== Texte fourni ==
+ + + + + + +
Intervention de Monique Orphé

Séance en hémicycle du 7 novembre 2012 à 9h30
Projet de loi de finances pour 2013 — Outre-mer

Photo issue du site de l'Assemblée nationale ou de WikipediaMonique Orphé :

Monsieur le ministre, monsieur le rapporteur, mesdames et messieurs les députés, l'histoire de l'outre-mer a toujours été celle des défis : mettre fin à l'ère coloniale, obtenir l'égalité de traitement, notamment en matière de lois sociales, lutter contre la pauvreté et réduire le coût de la vie, lutter contre le chômage et le mal logement, obtenir une éducation de qualité pour notre jeunesse très nombreuse, lutter contre toutes les violences, notamment celles faites aux femmes.

Les différentes réalités des territoires d'outre-mer sont souvent méconnues, ignorées et, hélas, mal comprises. Nous sommes partis de très loin et nous avons rattrapé certains retards. Néanmoins, il faut bien dire que nous n'avons pas encore réussi à combler le fossé qui nous sépare de la métropole. Les chiffres sont connus, il n'en est pas moins de notre devoir de les rappeler à la représentation nationale, tant ils sont frappants et révèlent une inégalité majeure entre les territoires ultramarins et métropolitains de la République.

À titre d'exemple, le PIB par habitant en métropole est de 35 000 euros alors qu'il n'est de 16 000 euros dans les outre-mer. La métropole franchit cette année le cap des 10 % de chômage, mais les départements d'outre-mer connaissent depuis de nombreuses années un chômage structurel de 30 %. On s'inquiète de la diminution du pouvoir d'achat des Français et de la cherté des produits, mais il faut rappeler que le revenu disponible des ménages ultramarins est en moyenne inférieur de 35 % à celui de l'hexagone et que les produits alimentaires y sont entre 30 % et 50 % plus cher. Les inégalités sont deux fois plus criantes que dans l'hexagone. Beaucoup de ces défis restent encore à surmonter pour réduire les inégalités.
+ + + + + + +
== Quelques enregistrements ==
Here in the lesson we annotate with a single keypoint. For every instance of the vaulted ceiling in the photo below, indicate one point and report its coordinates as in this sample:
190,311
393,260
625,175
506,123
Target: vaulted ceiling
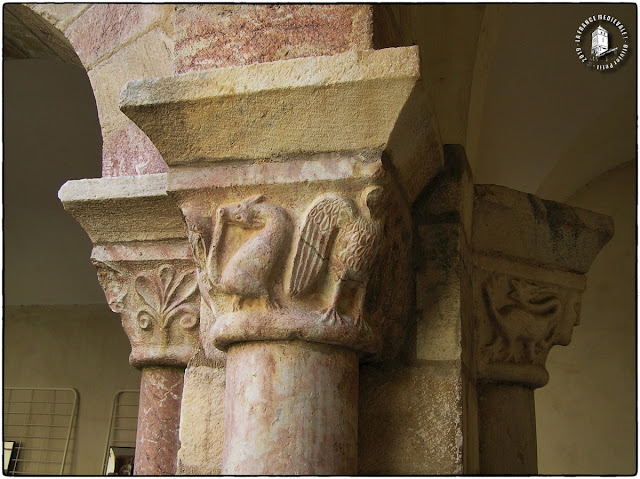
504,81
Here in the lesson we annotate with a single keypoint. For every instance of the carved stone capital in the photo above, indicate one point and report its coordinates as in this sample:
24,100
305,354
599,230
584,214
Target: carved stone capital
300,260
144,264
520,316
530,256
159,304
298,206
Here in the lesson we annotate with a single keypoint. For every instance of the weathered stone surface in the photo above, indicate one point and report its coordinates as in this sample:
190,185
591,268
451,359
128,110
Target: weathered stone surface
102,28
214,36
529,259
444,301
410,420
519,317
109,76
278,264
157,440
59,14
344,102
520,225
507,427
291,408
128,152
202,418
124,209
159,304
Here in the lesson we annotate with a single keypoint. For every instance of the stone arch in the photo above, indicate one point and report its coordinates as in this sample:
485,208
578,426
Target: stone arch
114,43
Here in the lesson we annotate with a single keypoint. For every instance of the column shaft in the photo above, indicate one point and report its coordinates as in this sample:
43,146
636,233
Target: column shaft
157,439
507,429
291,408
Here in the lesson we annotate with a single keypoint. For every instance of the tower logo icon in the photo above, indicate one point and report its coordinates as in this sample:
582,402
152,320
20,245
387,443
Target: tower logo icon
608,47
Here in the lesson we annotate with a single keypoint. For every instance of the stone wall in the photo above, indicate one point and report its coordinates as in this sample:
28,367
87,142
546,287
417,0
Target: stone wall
+ + + + + + +
== Consigne A ==
D'après l'intervention sur l'outre-mer, à combien s'élève le PIB par habitant dans les outre-mer ?
== Consigne B ==
Recopiez le passage de l'intervention sur l'outre-mer qui va de "Monsieur le ministre, monsieur" jusqu'à "faites aux femmes." inclus.
Ces enregistrements n'ont aucun rapport avec l'intervention sur l'outre-mer.

== Corrigé détaillé A ==
16 000 euros.

== Corrigé détaillé B ==
Monsieur le ministre, monsieur le rapporteur, mesdames et messieurs les députés, l'histoire de l'outre-mer a toujours été celle des défis : mettre fin à l'ère coloniale, obtenir l'égalité de traitement, notamment en matière de lois sociales, lutter contre la pauvreté et réduire le coût de la vie, lutter contre le chômage et le mal logement, obtenir une éducation de qualité pour notre jeunesse très nombreuse, lutter contre toutes les violences, notamment celles faites aux femmes.